— Exercise material —
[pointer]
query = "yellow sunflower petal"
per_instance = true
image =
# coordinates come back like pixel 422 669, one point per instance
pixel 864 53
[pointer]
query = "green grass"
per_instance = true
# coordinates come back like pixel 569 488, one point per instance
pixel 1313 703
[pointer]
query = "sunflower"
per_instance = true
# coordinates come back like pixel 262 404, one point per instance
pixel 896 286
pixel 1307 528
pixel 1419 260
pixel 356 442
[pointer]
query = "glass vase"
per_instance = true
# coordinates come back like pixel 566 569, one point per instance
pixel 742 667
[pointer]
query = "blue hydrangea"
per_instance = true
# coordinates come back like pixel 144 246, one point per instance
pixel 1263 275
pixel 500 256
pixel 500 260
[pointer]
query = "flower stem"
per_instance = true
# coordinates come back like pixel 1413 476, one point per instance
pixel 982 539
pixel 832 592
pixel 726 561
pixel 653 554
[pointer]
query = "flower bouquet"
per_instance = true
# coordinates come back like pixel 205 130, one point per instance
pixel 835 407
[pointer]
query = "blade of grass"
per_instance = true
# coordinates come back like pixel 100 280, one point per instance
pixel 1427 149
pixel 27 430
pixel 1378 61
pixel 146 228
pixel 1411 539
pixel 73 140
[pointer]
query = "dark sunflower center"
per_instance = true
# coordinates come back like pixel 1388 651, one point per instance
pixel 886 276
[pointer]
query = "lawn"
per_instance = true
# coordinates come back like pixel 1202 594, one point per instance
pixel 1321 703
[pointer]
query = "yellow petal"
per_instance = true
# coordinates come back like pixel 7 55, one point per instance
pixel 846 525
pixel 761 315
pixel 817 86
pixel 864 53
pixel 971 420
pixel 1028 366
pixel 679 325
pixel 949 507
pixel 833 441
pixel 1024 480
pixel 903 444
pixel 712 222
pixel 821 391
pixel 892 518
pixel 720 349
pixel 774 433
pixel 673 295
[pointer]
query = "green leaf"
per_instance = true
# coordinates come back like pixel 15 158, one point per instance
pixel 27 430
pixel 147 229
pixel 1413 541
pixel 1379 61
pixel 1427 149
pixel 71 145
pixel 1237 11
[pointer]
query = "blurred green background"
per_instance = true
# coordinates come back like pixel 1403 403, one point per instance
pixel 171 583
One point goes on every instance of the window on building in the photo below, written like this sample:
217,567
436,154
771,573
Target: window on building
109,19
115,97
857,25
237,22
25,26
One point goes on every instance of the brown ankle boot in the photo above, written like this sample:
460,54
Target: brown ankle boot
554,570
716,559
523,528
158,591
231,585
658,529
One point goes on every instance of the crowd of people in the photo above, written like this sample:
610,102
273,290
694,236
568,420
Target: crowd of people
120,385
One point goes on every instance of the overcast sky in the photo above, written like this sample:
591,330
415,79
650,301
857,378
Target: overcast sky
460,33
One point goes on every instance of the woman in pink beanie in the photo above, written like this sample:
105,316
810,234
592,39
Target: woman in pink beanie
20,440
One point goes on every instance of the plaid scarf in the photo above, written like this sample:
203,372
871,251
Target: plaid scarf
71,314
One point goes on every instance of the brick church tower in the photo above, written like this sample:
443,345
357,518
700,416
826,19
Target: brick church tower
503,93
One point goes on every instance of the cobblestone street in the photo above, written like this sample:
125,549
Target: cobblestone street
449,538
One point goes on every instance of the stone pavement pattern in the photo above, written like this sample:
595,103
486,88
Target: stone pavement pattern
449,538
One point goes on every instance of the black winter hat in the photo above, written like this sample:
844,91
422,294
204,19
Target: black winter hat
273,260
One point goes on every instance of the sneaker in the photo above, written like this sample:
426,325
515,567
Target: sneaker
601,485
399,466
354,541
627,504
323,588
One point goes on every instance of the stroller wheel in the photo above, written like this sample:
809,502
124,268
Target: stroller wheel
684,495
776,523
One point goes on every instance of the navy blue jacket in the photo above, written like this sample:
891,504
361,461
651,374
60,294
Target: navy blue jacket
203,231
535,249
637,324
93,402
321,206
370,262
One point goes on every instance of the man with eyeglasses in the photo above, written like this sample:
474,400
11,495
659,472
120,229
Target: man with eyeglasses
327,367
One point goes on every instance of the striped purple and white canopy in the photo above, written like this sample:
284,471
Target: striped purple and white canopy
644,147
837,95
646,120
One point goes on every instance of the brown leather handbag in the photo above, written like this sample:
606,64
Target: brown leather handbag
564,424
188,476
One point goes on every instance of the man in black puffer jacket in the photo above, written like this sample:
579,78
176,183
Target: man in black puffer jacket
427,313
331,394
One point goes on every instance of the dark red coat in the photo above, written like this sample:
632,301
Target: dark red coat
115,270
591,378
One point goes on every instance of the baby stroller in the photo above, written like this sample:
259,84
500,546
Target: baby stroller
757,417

— Work to complete —
All lines from the one that contains "One point goes on every instance of the man in" through the end of the listing above should be copied exactly, with nothing else.

— Completed task —
One point goes on every instance of the man in black puffer jacket in the photo above, written like this sample:
579,78
176,183
Target: man in black puffer jacket
427,313
331,394
One point goes on every instance of the dark red coat in the photo above, written like this sample:
632,301
Target: dark red coat
115,270
591,378
One point goes on every instance of the baby stroller in the photo above, written like this sample:
259,84
500,546
Target: baby stroller
757,417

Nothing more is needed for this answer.